I sort of agree with you. Although there should be a distiction in a way that Java did it (which I believe is what the original poster requested): - A string should be a sequence of unicode characters. That's it. Nothing more, noting less. - A stream should provide an externalisation interface for strings. It should be the responsibility of the stream to provide encoding and decoding of the external encoding to and from Unicode. This is what Java has done, but they still managed to mess it up originally. I this one of the reasons for this is that the people who designed it didn't understand Unicode and encodings entirely. Originally I wasn't interested in this at all, and made a lot of mistakes. I'm swedish, and while I do have the need for non-ASCII characters, I didn't understand the requirements of Unicode until I started studying mandarin chinese, and then russian. Since my GF is russian I now see a lot of the problems caused by badly written code, and I see D as an opportunity to lobby for a use of Unicode in a way that minimises the opportunties to write code that only works with english. Regards Elias

Dec 02 2003
parent reply Elias Martenson <elias-m algonet.se> writes:
J C Calvarese wrote:

 I think everyone would agree that the task would be a large one. Since 
 Walter is only one person, you might judge the string-handling functions 
 he developed to be simplistic.

[Dataset rows on where objects appear]
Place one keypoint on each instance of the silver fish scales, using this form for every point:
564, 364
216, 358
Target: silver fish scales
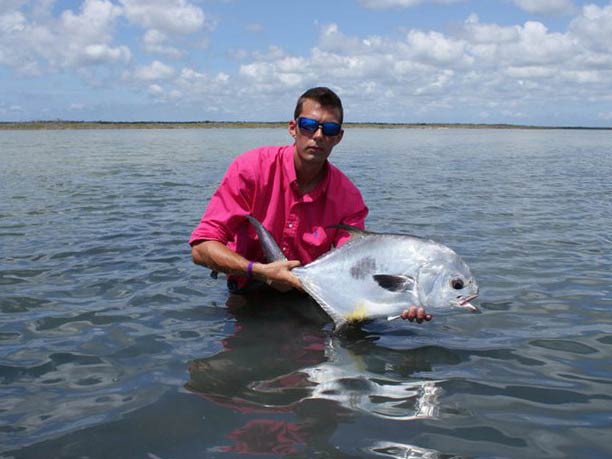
379, 275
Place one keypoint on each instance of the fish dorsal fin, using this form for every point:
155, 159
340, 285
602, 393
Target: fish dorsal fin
268, 244
394, 283
354, 231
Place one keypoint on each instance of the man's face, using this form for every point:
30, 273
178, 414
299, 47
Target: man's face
314, 147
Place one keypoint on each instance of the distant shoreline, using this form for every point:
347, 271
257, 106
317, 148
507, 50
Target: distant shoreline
67, 125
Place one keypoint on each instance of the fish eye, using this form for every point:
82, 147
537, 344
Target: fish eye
457, 284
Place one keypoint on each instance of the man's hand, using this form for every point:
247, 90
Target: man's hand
415, 313
278, 275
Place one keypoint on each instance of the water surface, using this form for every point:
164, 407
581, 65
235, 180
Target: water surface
113, 344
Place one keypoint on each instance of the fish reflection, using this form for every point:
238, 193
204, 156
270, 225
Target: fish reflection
280, 360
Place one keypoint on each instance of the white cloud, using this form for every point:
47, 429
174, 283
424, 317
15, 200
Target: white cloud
385, 4
546, 6
168, 16
72, 40
593, 27
155, 42
155, 71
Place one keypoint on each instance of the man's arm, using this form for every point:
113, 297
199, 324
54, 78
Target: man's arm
218, 257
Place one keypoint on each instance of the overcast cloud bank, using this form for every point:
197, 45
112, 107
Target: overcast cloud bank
147, 60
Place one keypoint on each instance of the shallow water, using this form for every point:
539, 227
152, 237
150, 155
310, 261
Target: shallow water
112, 344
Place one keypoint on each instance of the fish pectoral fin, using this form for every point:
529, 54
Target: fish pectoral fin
394, 283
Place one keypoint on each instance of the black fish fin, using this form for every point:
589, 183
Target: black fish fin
394, 283
269, 245
354, 231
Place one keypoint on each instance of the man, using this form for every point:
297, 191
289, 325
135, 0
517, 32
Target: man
297, 195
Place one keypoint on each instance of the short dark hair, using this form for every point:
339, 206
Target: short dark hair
324, 96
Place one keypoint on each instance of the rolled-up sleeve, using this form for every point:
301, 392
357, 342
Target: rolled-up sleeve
227, 207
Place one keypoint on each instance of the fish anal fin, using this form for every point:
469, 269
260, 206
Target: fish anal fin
394, 282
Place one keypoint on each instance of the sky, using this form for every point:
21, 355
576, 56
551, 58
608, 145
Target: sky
528, 62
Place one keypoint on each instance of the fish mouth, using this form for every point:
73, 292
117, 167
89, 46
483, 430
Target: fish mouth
465, 303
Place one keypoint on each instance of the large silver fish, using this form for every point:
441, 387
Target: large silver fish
377, 275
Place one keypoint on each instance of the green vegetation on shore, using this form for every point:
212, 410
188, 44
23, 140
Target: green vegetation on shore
59, 125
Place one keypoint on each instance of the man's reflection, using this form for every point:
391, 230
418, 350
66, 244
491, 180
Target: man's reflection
280, 359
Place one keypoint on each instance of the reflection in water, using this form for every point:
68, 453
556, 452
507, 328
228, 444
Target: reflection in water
402, 451
280, 360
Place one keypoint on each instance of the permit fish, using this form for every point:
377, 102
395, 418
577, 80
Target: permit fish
379, 275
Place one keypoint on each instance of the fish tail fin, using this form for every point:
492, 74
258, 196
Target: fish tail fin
269, 245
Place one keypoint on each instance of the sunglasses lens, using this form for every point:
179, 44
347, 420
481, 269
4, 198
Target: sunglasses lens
331, 129
310, 125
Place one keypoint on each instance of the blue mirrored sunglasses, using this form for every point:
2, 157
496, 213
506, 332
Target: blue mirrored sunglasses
310, 125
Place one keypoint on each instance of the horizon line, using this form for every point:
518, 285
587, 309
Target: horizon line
91, 124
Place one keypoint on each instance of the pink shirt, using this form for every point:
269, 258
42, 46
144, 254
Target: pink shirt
263, 183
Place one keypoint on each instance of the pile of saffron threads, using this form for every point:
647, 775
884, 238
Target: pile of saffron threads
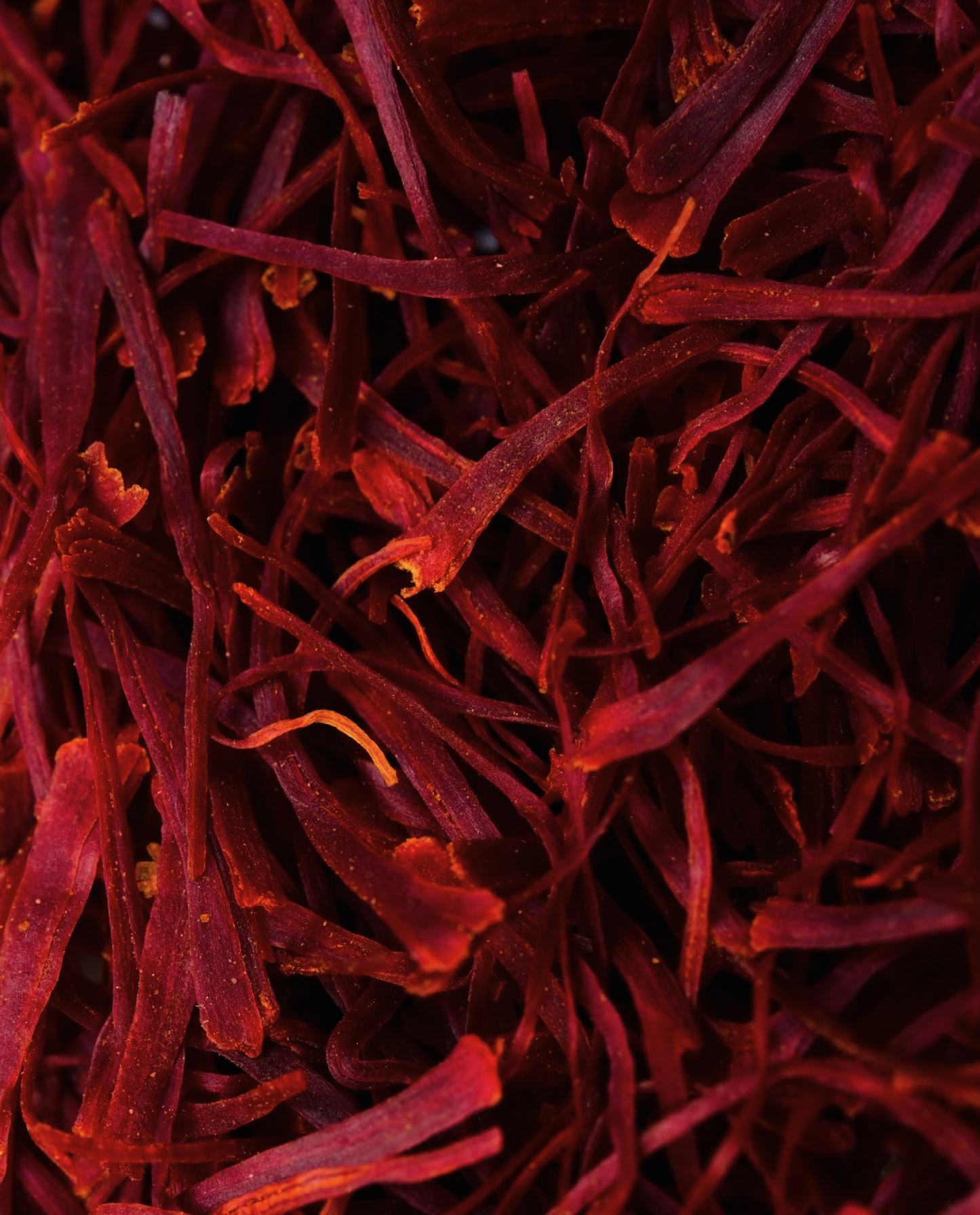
490, 624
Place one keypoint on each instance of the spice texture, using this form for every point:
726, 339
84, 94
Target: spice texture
490, 622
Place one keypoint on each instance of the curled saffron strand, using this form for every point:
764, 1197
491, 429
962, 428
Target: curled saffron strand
317, 717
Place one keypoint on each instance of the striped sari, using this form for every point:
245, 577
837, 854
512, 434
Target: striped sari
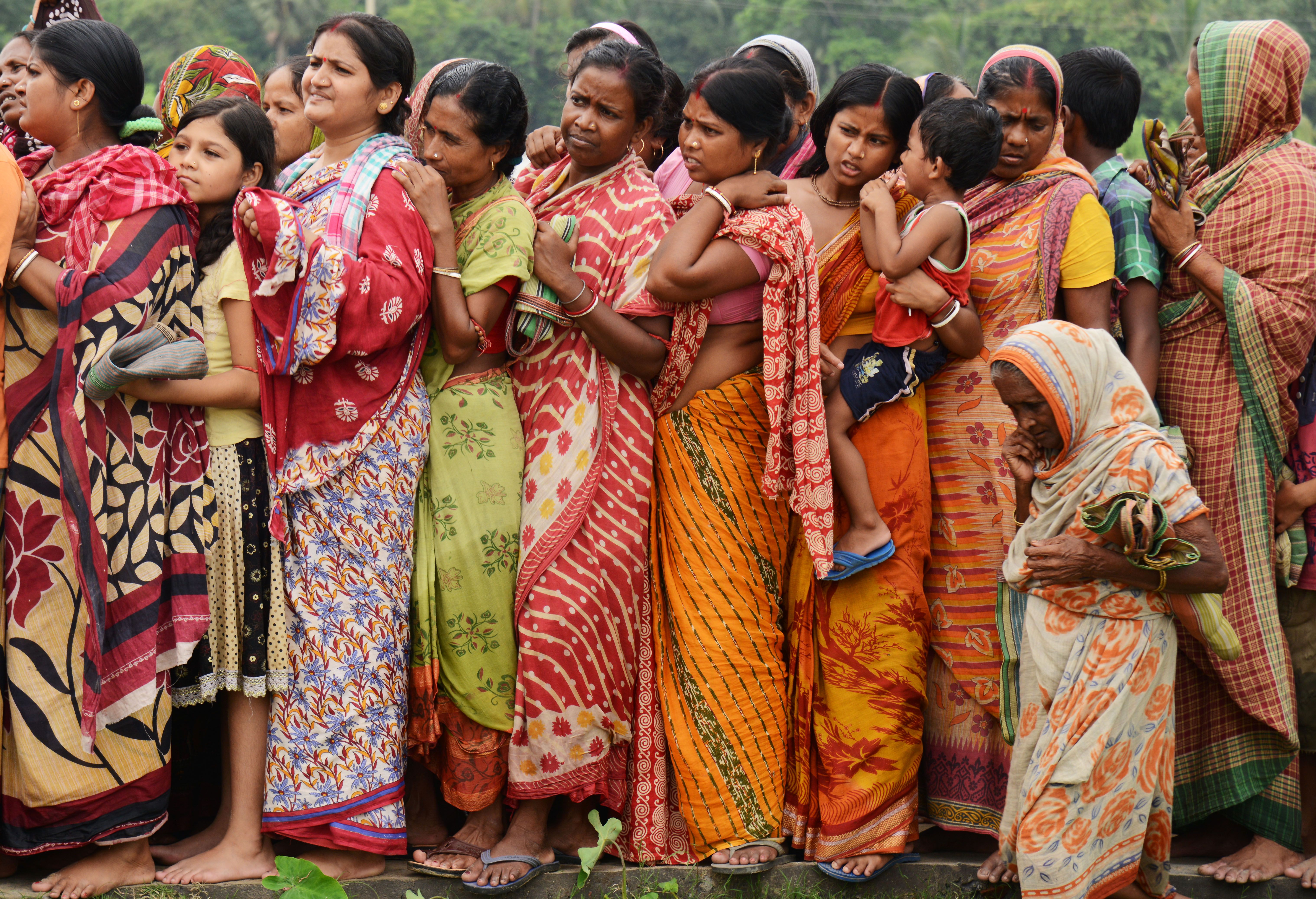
1019, 231
857, 649
1224, 381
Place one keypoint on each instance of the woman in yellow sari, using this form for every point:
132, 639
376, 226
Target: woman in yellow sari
857, 649
1041, 248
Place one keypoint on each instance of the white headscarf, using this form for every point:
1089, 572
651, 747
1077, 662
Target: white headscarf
793, 50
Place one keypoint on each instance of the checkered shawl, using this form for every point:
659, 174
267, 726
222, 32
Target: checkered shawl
1224, 381
106, 186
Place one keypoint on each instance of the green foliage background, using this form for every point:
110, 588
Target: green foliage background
918, 36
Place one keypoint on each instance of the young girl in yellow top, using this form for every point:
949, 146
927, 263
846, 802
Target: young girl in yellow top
224, 145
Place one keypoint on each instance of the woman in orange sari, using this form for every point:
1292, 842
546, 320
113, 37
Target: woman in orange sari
857, 649
1041, 248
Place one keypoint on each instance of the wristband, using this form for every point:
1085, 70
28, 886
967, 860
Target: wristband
718, 195
23, 266
949, 318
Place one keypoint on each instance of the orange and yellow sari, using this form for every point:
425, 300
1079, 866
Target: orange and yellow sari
857, 649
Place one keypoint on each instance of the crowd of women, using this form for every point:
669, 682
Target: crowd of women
507, 492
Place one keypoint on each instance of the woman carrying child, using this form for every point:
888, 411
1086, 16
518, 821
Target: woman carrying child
740, 443
222, 147
1015, 278
859, 646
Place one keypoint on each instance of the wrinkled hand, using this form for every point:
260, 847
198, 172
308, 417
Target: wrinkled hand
248, 215
755, 191
544, 147
428, 193
918, 291
553, 261
1022, 453
1064, 560
830, 367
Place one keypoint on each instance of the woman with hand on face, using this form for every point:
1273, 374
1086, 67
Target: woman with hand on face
586, 714
107, 521
340, 291
742, 443
473, 118
861, 130
285, 107
1017, 278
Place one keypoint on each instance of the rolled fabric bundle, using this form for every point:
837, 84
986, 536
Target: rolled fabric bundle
152, 353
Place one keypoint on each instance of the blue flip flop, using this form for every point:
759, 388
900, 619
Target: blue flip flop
536, 869
853, 563
855, 878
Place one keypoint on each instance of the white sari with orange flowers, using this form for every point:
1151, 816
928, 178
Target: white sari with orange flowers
1092, 779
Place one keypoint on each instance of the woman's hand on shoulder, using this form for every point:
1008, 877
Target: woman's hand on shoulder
429, 193
544, 147
755, 191
1022, 455
1065, 560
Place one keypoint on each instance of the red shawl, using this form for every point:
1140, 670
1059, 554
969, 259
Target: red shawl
798, 459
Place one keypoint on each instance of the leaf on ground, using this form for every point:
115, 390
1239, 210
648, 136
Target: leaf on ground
299, 878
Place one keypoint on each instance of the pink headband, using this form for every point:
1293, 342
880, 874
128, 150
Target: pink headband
619, 31
1036, 55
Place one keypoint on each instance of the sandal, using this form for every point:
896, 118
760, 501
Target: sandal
853, 563
453, 847
536, 869
727, 868
857, 878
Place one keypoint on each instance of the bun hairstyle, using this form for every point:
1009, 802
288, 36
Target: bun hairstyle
107, 57
386, 53
639, 69
1019, 73
247, 126
297, 68
494, 98
868, 85
748, 95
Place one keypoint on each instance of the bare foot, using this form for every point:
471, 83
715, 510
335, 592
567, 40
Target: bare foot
994, 871
1305, 872
744, 856
861, 542
516, 842
1260, 860
483, 828
861, 865
232, 860
110, 868
347, 864
201, 842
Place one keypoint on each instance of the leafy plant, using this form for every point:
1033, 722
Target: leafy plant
299, 878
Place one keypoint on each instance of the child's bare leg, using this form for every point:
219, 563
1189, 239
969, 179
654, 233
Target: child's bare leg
868, 531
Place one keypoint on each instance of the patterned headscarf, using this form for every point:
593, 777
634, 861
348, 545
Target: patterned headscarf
1252, 83
202, 74
416, 103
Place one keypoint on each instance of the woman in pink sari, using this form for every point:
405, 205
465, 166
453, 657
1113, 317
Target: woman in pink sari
586, 723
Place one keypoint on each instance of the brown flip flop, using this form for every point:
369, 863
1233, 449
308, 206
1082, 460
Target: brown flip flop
453, 847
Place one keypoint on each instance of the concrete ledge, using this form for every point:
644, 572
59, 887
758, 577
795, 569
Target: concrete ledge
936, 877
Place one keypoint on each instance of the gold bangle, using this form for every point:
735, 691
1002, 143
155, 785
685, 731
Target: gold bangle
22, 268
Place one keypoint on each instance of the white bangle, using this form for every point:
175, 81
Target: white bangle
949, 318
718, 195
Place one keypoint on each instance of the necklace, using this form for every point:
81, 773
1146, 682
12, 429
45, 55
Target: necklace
830, 201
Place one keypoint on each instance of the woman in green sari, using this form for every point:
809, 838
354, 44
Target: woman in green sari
472, 122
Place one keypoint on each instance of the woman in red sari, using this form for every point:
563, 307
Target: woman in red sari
585, 722
106, 519
340, 291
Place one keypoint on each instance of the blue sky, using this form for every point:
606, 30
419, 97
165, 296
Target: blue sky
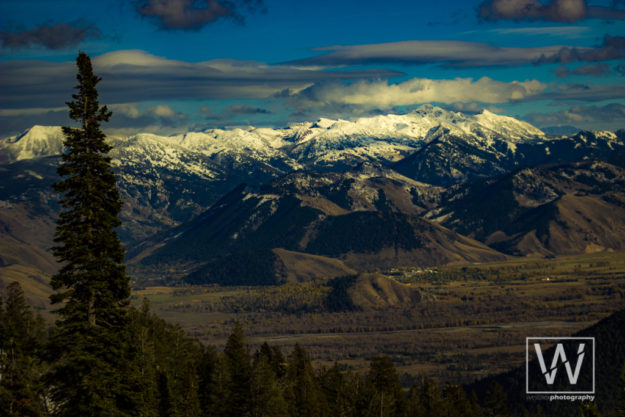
170, 66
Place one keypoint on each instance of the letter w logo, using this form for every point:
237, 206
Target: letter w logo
560, 356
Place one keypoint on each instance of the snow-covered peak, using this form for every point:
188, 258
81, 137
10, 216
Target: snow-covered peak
508, 127
36, 142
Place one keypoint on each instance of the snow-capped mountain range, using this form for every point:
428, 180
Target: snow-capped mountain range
387, 138
167, 180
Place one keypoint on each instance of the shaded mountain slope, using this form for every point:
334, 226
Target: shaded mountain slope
367, 219
452, 157
566, 209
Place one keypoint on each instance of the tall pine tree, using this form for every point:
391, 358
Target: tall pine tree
91, 353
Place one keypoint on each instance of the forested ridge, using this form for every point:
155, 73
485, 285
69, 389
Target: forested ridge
177, 375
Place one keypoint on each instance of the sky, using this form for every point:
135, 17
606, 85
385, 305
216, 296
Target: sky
171, 66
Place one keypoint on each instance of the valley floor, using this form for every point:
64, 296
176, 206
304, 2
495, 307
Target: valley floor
472, 320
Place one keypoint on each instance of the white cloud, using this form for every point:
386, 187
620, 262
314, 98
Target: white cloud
381, 95
137, 76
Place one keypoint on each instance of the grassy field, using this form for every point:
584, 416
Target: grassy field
472, 320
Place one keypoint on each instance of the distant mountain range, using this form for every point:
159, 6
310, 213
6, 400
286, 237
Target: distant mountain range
322, 199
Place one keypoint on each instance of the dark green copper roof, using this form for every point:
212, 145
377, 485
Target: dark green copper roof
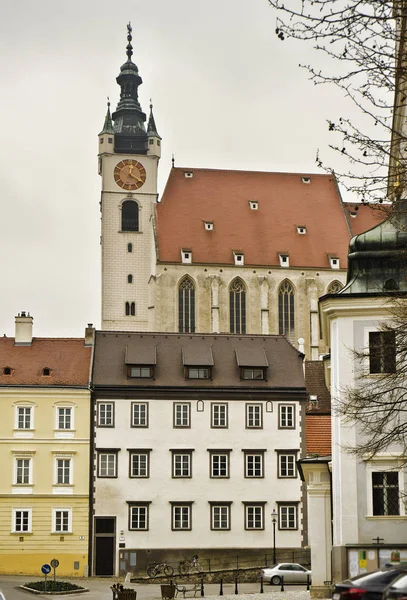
129, 119
377, 259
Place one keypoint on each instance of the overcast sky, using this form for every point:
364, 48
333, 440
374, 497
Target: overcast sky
227, 93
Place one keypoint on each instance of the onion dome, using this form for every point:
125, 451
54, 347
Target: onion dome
377, 258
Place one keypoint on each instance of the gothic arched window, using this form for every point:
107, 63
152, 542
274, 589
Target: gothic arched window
334, 287
130, 216
286, 310
237, 306
186, 306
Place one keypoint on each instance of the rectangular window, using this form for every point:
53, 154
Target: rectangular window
23, 471
64, 418
254, 514
138, 517
22, 520
62, 521
286, 465
140, 463
220, 516
182, 415
286, 416
253, 373
107, 464
141, 372
219, 465
105, 412
254, 464
287, 516
63, 471
254, 416
181, 517
181, 464
198, 373
219, 415
386, 498
24, 417
139, 414
382, 352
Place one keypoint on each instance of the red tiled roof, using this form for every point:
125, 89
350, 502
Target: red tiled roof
284, 202
318, 434
67, 358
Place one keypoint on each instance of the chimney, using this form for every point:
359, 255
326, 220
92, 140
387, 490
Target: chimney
89, 334
24, 329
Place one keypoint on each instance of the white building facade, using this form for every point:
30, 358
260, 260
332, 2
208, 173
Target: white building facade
193, 453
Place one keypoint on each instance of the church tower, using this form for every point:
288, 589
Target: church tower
128, 164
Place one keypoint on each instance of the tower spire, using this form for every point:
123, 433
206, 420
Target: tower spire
129, 48
129, 119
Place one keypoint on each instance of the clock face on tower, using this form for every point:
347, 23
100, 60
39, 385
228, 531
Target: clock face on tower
129, 174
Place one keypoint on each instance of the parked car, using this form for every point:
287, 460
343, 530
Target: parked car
292, 573
369, 586
397, 590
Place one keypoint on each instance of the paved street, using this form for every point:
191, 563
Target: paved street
99, 589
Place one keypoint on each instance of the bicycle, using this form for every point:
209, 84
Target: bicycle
155, 569
185, 566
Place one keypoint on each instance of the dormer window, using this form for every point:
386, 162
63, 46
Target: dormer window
334, 262
141, 372
284, 259
186, 256
313, 400
238, 257
198, 372
253, 373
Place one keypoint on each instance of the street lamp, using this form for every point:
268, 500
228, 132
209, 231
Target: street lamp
274, 516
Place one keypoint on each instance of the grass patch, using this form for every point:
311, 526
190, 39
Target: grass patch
53, 586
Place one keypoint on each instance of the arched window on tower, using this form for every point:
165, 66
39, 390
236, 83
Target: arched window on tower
334, 287
237, 306
286, 316
130, 212
130, 309
186, 306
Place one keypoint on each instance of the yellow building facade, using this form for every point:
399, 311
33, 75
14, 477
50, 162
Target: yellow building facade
44, 451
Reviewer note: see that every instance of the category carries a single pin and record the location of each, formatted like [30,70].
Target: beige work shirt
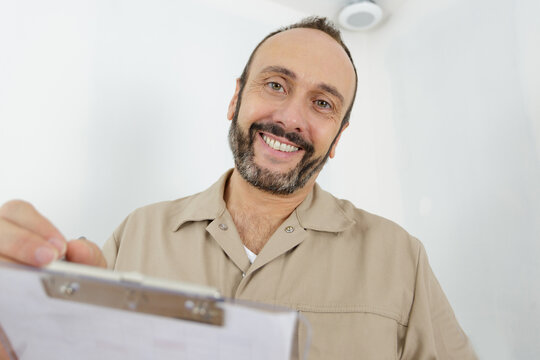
[363,283]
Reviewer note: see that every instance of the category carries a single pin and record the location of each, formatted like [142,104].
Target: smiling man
[267,232]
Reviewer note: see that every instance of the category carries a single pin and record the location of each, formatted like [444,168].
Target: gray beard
[272,181]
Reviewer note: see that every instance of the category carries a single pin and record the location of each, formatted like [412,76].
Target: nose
[292,114]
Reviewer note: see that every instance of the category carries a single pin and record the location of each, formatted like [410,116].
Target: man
[266,232]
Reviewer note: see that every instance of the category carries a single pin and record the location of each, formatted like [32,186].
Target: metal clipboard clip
[133,292]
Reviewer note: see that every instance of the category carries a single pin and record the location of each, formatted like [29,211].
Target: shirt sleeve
[110,251]
[432,331]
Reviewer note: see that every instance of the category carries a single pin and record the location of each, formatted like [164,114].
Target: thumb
[85,252]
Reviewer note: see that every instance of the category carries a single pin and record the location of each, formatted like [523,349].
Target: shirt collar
[319,211]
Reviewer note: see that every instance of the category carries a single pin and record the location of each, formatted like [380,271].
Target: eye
[275,86]
[323,104]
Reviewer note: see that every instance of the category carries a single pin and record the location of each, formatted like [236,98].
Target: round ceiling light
[360,15]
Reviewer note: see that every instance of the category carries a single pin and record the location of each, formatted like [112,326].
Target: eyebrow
[322,86]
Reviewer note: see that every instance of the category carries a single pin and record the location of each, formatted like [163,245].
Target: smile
[276,145]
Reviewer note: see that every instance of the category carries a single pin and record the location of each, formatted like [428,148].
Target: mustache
[277,130]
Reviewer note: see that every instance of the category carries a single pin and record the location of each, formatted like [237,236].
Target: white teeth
[274,144]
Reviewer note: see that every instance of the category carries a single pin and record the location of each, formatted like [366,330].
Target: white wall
[450,96]
[107,106]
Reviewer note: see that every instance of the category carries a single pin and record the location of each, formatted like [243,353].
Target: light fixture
[360,15]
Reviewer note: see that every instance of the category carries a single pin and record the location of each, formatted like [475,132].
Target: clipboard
[68,310]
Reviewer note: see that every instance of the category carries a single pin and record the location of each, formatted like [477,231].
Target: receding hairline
[321,24]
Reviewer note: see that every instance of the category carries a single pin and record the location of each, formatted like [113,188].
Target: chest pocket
[348,335]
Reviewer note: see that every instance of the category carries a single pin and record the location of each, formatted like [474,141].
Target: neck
[239,194]
[257,213]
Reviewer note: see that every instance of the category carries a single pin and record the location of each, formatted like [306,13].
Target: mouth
[275,144]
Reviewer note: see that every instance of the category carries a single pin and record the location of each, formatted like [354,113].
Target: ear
[333,150]
[234,100]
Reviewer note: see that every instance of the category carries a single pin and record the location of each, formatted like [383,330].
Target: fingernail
[58,244]
[45,255]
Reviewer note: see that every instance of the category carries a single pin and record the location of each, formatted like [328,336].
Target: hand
[28,237]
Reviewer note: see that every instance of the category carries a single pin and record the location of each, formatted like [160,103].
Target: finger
[24,215]
[24,246]
[83,251]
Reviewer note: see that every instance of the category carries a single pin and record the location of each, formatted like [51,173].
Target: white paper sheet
[40,327]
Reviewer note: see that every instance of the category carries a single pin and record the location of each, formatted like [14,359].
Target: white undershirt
[251,255]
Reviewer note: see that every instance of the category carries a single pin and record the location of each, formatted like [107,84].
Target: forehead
[312,55]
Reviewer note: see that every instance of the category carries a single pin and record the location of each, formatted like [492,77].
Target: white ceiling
[331,8]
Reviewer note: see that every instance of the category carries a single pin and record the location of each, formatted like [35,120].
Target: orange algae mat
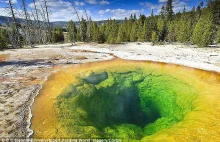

→ GOALS
- A) Condense the paragraph of the forum excerpt that begins "I sort of agree with you" into a short bulleted list that keeps its main facts.
- B) Reproduce the stretch of the forum excerpt from "I think everyone" through "to be simplistic." word for word.

→ ANSWERS GIVEN
- A)
- The writer partly agrees and wants a distinction like Java's, which the writer believes the original poster requested.
- A string should be a sequence of Unicode characters and nothing else.
- A stream should provide an externalization interface for strings and be responsible for encoding and decoding between the external encoding and Unicode.
- Java did this but originally got it wrong, in the writer's view partly because its designers did not fully understand Unicode and encodings.
- The writer, who is Swedish and needs non-ASCII characters, was originally uninterested, made many mistakes, and did not understand Unicode's requirements until studying Mandarin Chinese and then Russian.
- Having a Russian girlfriend, the writer now sees many problems caused by badly written code.
- The writer sees D as a chance to lobby for using Unicode in a way that minimizes opportunities to write code that works only with English.

- B)
I think everyone would agree that the task would be a large one. Since 
 Walter is only one person, you might judge the string-handling functions 
 he developed to be simplistic.